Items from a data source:
|---|

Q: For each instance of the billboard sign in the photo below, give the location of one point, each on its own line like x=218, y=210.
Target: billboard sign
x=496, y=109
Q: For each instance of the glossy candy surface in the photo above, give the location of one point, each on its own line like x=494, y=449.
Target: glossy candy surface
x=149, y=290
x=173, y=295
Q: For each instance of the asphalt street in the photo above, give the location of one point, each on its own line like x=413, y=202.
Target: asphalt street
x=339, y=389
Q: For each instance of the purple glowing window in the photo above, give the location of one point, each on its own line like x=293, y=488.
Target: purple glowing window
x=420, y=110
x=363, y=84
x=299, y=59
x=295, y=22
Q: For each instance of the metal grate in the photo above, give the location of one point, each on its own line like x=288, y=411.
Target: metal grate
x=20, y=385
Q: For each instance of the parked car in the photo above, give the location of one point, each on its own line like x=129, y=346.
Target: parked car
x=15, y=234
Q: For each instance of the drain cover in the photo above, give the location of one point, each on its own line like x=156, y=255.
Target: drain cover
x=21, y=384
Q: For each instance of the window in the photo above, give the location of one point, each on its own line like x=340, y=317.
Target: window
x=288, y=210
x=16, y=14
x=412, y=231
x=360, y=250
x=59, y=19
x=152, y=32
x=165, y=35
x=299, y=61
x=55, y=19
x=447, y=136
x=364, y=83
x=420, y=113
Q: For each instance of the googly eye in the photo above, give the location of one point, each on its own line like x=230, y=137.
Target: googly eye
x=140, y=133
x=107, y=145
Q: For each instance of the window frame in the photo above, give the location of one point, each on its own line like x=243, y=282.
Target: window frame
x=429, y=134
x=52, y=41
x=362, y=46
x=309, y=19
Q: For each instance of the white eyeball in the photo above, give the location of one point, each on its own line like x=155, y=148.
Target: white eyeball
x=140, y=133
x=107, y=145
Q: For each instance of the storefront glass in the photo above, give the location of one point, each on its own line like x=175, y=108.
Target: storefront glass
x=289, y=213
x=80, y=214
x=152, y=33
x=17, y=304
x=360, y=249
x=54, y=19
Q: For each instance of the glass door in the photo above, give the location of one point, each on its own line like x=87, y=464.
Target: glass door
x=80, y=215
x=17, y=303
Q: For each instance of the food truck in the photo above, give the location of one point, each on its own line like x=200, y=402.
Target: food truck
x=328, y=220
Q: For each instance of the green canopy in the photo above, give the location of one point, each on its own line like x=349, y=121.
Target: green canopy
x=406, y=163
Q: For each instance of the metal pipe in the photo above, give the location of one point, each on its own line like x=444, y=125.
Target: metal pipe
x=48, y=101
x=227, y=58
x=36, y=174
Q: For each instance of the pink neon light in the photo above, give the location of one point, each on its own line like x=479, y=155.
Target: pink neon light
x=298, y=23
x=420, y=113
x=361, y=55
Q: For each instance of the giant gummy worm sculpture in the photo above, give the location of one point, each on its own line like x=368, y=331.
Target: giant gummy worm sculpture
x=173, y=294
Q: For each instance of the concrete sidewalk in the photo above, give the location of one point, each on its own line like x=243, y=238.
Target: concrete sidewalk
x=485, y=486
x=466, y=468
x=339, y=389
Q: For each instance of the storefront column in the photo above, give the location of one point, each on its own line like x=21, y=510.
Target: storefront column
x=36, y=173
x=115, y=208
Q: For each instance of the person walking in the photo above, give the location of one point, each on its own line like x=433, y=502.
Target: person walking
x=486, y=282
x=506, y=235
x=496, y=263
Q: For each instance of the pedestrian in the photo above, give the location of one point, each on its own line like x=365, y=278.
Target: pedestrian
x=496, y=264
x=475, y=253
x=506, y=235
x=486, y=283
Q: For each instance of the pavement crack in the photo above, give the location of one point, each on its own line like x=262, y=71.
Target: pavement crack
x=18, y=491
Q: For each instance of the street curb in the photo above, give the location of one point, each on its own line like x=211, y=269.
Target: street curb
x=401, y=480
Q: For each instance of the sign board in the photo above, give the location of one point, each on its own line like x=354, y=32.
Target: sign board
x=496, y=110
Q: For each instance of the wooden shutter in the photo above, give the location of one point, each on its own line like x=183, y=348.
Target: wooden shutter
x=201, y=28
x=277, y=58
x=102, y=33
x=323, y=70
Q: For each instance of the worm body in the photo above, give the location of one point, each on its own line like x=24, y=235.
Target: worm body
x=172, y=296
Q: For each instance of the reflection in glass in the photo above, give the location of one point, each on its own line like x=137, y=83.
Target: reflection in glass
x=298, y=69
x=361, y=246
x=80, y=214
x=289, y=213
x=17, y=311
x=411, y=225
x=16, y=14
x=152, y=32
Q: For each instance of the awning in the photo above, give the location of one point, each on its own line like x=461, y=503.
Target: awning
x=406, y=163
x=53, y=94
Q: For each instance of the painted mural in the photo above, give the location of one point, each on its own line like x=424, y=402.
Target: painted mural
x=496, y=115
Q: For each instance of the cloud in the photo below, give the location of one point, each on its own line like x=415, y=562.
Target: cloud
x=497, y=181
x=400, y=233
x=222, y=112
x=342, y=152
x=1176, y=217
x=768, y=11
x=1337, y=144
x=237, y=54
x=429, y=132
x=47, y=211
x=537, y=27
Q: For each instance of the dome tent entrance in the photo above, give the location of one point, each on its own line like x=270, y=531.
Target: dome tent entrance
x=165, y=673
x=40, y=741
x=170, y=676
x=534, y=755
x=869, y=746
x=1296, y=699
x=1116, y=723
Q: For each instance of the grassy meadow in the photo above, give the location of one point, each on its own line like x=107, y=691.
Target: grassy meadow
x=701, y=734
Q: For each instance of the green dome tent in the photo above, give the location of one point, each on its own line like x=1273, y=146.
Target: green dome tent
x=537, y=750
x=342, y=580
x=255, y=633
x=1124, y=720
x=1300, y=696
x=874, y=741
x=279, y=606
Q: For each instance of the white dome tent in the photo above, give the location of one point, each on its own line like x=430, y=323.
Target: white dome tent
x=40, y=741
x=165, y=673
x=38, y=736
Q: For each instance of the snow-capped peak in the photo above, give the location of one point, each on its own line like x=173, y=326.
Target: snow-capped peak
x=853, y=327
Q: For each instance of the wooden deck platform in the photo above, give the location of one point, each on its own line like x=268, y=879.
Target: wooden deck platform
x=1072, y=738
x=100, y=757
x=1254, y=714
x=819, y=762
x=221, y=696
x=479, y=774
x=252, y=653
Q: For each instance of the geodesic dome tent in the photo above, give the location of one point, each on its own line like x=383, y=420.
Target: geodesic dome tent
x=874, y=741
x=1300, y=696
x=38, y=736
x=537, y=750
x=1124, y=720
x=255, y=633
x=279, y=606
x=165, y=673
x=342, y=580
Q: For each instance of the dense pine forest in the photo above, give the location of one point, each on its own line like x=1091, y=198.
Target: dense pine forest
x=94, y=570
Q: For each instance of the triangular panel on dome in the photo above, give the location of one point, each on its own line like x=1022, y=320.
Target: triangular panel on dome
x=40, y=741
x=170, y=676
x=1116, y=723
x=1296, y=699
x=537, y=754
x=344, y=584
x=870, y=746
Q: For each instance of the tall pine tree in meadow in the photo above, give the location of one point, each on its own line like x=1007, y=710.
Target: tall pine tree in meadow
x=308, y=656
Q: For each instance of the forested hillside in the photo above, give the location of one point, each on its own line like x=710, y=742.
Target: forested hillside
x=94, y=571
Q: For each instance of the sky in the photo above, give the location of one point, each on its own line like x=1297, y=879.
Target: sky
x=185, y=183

|---|

Written instruction:
Copy the material from the line with "Q: For each instance of the wooden deck" up to and including the line with "x=308, y=656", swapping "geodesic dome tent" for "round camping tent" and keeping everything else the same.

Full output:
Q: For each instance of the wooden deck platform in the photo above, give the location of one point, each on its own line like x=268, y=879.
Target: wooden deck platform
x=1072, y=738
x=100, y=757
x=1254, y=714
x=819, y=762
x=221, y=696
x=479, y=774
x=252, y=653
Q: For each instance of the round camping tent in the photo above, give the location of one point, each on its own line like x=383, y=420.
Target: round camping tent
x=874, y=741
x=1300, y=696
x=38, y=736
x=537, y=750
x=1124, y=720
x=255, y=633
x=279, y=606
x=165, y=673
x=342, y=580
Q: For each instance of the dense pine forest in the photo above, give the location of one point, each on its own line like x=1091, y=198.
Target: dense pine forest
x=94, y=570
Q: For each instance of the triangular panel on dome in the photo above, give the location of one point, each on its own line like x=1022, y=320.
Target: triangular panel on dome
x=40, y=741
x=170, y=676
x=1116, y=723
x=1296, y=699
x=537, y=754
x=344, y=584
x=870, y=746
Q: For each instance of the tall pine tree in meadow in the photo above, give the location of one point, each on its own line like x=1007, y=710.
Target: tall pine tree in meadow
x=308, y=656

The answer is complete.